## [Dataset records]

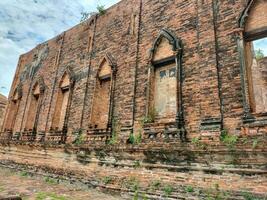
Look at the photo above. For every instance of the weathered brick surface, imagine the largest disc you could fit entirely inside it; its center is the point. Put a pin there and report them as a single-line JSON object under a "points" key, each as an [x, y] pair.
{"points": [[211, 68], [211, 85], [3, 104]]}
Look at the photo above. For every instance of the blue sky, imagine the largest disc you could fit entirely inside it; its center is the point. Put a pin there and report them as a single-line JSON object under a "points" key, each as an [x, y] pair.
{"points": [[26, 23]]}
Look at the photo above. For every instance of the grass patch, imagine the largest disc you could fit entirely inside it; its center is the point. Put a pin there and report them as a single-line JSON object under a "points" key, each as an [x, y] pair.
{"points": [[229, 140], [106, 180], [155, 185], [168, 190], [189, 189], [51, 181], [24, 174], [50, 196]]}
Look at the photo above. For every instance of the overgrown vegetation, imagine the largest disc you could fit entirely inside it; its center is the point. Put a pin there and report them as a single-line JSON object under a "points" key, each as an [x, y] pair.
{"points": [[135, 139], [259, 54], [86, 15], [155, 185], [249, 196], [24, 174], [50, 196], [50, 180], [197, 142], [80, 138], [101, 9], [189, 189], [114, 136], [107, 180], [150, 118], [168, 190]]}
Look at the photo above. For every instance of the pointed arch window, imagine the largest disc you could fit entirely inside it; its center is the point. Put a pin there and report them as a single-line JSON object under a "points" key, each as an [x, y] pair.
{"points": [[164, 97], [63, 102], [13, 109], [35, 105], [102, 109], [253, 49]]}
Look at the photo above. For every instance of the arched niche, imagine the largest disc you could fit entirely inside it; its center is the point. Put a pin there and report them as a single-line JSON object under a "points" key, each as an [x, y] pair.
{"points": [[65, 88], [253, 59], [164, 94], [14, 104], [35, 102], [102, 109]]}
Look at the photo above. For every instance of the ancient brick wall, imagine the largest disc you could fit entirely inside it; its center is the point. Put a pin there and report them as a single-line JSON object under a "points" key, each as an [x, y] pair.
{"points": [[3, 104], [143, 45], [211, 85]]}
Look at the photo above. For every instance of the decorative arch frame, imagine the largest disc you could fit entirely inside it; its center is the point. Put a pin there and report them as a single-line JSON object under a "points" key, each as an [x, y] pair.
{"points": [[13, 100], [177, 49], [241, 38], [113, 65], [71, 75], [38, 81]]}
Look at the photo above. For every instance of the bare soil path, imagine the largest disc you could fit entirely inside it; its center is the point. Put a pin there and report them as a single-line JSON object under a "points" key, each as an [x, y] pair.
{"points": [[43, 188]]}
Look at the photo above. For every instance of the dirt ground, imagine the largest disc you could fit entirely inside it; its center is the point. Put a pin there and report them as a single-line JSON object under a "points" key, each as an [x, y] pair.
{"points": [[43, 188]]}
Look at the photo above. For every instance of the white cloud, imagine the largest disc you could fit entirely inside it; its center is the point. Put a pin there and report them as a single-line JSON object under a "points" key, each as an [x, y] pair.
{"points": [[26, 23]]}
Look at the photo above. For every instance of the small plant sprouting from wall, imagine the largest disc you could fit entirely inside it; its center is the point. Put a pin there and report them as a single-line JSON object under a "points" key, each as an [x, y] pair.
{"points": [[101, 9], [150, 118], [136, 164], [50, 181], [155, 185], [189, 189], [135, 139], [229, 140], [24, 174], [197, 142], [114, 136], [168, 190], [80, 138], [255, 143], [107, 180]]}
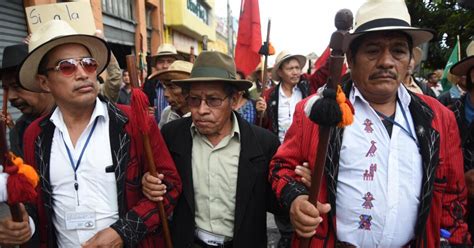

## [Request]
Reproduce the part of the material that opens with the line containing "Look at the photo above. For every instance of the white" and runs through the end of the material, with the requests unchanged and every point coordinate in the answers multiplied by 1.75 and rounded to a whole number, halves rounded up. Leave out the pictures.

## [Result]
Look at the photo above. For every instance of the white cloud, imagine the largest disc you could fit entirely inside it; its center is the point. Put a pin there and report them as a single-line JSON object under a "points" key, each as an [x, y] pair.
{"points": [[46, 40]]}
Look at the photo above. For every instance of the small plant sprouting from wall, imagine the largest disc you could fit entirely inside it; its center is the point. Put a pin there and report them as a single-line JSON object under a "points" key, each as an [x, y] pair.
{"points": [[177, 16], [263, 207], [238, 287], [88, 317], [271, 324], [331, 331], [236, 243], [401, 245], [42, 305], [345, 249], [200, 238], [294, 333], [140, 242], [446, 250], [187, 315]]}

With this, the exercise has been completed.